Required task A
How many lines of the records below contain the string "bare"? Reply with the number alone.

Extracted text
Prop1 - Rental Ordinance
Thursday, May 05 2011 @ 11:29 am EDT
Contributed by: Admin
Comments to Rental Ordinance 2457 Articles I and III
Voters of Terrell are divided between being for or against Rental Ordinance 2457, and this is well and good provided these voters are fully informed about what is contained in the ordinance. For this reason, the full ordinance is available on (this) website www.75160.com. Scroll down to see the ordinance.
Understandably, it is a big effort to read, much less study the full ordinance. With this in mind, this commentary has been prepared to explain and focus on many of the controversial areas of the document. Care has been taken to accurately describe various parts of the ordinance, with particular attention given to possible unconsidered and unintended consequences. The article numbers and paragraph numbers below correspond to the actual ordinance articles and paragraphs, and the reader is urged to check any questionable statements for accuracy against the full ordinance.
In understanding the full ordinance, it helps to know that it is divided into four principal sections identified as:
Article I - General Provisions
Article II - Multi-Family - Manufactured Housing and Duplexes, and Townhouse Rental Properties
Article III - Single-Family Rental Properties
Article IV - Crime Free rental Program
Article I revises a similar section of existing Ordinance #2385 for multi-family structures to be applicable to singly-family rental property. It lists an additional national fire protection and life safety code, and an international crime free rental program in addition to the 13 other codes of the previous ordinance.

Records provided

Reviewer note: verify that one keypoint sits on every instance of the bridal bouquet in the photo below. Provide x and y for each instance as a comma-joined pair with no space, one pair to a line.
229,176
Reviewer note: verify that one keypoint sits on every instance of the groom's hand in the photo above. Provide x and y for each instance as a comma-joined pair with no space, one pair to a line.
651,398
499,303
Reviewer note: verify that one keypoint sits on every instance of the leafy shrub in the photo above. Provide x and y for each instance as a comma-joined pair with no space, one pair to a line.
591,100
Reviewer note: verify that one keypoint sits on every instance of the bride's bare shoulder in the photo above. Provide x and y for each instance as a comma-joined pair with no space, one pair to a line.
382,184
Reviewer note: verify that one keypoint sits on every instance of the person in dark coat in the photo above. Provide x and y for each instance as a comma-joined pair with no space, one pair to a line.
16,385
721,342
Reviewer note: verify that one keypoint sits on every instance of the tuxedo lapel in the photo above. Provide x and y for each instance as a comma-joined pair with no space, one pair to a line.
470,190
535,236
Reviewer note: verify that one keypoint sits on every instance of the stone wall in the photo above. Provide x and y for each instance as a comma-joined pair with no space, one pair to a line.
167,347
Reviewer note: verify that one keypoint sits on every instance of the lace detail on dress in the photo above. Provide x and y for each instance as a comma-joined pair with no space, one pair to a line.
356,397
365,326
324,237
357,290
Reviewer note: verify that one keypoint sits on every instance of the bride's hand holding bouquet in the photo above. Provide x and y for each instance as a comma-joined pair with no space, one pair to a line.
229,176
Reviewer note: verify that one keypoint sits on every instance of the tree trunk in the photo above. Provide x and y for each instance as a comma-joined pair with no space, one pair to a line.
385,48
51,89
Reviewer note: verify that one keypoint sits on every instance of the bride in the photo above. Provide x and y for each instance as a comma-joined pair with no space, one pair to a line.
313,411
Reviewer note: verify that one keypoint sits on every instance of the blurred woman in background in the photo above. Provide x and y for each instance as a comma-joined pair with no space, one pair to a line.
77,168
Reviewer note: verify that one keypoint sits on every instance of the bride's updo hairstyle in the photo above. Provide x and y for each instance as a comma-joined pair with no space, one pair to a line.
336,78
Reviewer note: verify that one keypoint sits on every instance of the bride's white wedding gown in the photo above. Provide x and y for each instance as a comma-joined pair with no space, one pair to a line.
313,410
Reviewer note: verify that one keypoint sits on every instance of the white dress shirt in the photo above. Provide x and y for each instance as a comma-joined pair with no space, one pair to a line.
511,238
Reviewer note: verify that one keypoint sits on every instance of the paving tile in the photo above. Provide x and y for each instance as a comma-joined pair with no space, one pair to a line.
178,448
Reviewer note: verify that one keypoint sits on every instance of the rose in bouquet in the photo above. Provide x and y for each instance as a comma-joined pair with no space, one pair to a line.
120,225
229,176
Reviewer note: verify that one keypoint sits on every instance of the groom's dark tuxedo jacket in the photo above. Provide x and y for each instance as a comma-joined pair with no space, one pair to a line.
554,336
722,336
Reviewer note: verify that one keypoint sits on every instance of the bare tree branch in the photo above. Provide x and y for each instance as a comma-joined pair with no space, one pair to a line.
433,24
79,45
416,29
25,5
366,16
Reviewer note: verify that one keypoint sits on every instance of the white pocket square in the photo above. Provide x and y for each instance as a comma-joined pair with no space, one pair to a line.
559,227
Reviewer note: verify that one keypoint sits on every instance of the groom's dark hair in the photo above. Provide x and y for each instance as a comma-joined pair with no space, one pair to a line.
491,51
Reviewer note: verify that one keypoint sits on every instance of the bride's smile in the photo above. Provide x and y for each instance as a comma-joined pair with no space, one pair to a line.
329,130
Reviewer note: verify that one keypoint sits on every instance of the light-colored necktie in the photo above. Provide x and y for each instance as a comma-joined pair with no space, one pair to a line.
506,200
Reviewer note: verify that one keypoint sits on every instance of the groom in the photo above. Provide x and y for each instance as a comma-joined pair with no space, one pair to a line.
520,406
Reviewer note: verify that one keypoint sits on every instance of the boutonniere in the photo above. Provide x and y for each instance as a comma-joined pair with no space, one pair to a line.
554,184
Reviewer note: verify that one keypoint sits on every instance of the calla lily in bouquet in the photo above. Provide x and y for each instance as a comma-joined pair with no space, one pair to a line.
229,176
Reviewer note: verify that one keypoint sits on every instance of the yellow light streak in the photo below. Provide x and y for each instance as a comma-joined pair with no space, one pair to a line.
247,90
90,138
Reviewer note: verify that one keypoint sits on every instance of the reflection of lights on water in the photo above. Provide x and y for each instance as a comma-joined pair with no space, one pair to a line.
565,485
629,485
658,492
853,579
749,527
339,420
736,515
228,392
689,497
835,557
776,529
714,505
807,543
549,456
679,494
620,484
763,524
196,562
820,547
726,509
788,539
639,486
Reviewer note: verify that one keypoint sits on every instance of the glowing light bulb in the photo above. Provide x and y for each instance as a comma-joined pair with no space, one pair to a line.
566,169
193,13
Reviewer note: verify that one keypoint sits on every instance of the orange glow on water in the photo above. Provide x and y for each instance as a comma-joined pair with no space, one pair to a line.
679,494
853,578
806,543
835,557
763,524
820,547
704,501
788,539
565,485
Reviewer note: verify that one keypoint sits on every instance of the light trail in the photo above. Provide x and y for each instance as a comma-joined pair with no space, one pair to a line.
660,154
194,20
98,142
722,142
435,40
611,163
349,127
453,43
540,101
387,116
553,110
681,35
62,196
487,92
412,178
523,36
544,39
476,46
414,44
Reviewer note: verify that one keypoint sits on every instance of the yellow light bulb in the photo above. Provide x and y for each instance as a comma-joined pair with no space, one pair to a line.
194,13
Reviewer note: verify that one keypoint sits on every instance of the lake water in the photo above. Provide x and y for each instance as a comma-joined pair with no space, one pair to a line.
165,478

Required task B
Reproduce, word for word, the passage of the rental ordinance commentary above that starts with the words "Understandably, it is" and finishes with "against the full ordinance.".

Full solution A
2

Full solution B
Understandably, it is a big effort to read, much less study the full ordinance. With this in mind, this commentary has been prepared to explain and focus on many of the controversial areas of the document. Care has been taken to accurately describe various parts of the ordinance, with particular attention given to possible unconsidered and unintended consequences. The article numbers and paragraph numbers below correspond to the actual ordinance articles and paragraphs, and the reader is urged to check any questionable statements for accuracy against the full ordinance.